* _Exercise directions_:
Copy out the items character for character, from their first line through the line containing "121L127 119L118 117L114", including that line.
─── Records for the task ───
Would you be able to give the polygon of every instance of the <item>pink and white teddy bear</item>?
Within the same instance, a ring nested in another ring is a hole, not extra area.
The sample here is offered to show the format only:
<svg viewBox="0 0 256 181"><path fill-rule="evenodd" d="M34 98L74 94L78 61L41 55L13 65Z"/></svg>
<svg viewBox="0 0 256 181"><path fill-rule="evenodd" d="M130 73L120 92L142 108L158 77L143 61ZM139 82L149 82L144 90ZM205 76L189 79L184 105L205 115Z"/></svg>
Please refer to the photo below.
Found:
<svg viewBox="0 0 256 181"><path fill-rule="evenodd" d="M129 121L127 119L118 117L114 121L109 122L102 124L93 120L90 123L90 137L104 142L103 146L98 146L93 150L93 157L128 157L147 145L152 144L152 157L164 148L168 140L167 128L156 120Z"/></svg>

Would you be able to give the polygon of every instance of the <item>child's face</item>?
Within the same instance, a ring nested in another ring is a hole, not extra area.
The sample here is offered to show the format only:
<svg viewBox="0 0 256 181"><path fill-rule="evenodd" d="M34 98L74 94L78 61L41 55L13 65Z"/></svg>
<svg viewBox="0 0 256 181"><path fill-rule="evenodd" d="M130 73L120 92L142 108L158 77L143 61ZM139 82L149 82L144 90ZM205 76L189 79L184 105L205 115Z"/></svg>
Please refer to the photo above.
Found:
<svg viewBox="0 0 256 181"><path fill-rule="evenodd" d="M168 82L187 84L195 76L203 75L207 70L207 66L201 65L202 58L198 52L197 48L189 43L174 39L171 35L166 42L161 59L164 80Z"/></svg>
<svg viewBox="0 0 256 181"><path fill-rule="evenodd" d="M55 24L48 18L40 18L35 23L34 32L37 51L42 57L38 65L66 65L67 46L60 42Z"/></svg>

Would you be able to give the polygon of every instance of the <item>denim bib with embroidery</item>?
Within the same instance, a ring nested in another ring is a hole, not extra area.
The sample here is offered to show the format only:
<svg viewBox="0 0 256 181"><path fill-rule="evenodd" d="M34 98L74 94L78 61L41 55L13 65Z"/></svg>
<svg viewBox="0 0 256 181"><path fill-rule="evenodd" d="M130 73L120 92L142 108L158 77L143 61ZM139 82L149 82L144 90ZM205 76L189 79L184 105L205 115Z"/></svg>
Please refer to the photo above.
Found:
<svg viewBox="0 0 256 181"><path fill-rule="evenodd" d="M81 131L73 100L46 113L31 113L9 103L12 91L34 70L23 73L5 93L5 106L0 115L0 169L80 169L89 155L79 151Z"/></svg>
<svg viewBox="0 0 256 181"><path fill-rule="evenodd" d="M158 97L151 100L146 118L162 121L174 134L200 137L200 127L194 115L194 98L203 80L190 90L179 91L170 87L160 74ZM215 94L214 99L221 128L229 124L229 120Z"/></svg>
───
* _Written solution_:
Would you be able to give the polygon of every instance of the <item>pink and white teddy bear</item>?
Within the same instance, a ring nested in another ring is a hole, not extra area.
The sample here is offered to show the format only:
<svg viewBox="0 0 256 181"><path fill-rule="evenodd" d="M34 98L74 94L78 61L41 55L13 65Z"/></svg>
<svg viewBox="0 0 256 181"><path fill-rule="evenodd" d="M130 73L120 92L142 108L158 77L143 61ZM139 82L149 82L144 90ZM205 76L189 79L184 105L205 115Z"/></svg>
Please refer to the photo below.
Found:
<svg viewBox="0 0 256 181"><path fill-rule="evenodd" d="M129 121L127 119L118 117L114 121L109 122L102 124L93 120L90 123L90 137L104 142L103 146L98 146L93 150L93 157L128 157L147 145L152 144L152 157L164 148L168 140L167 128L156 120Z"/></svg>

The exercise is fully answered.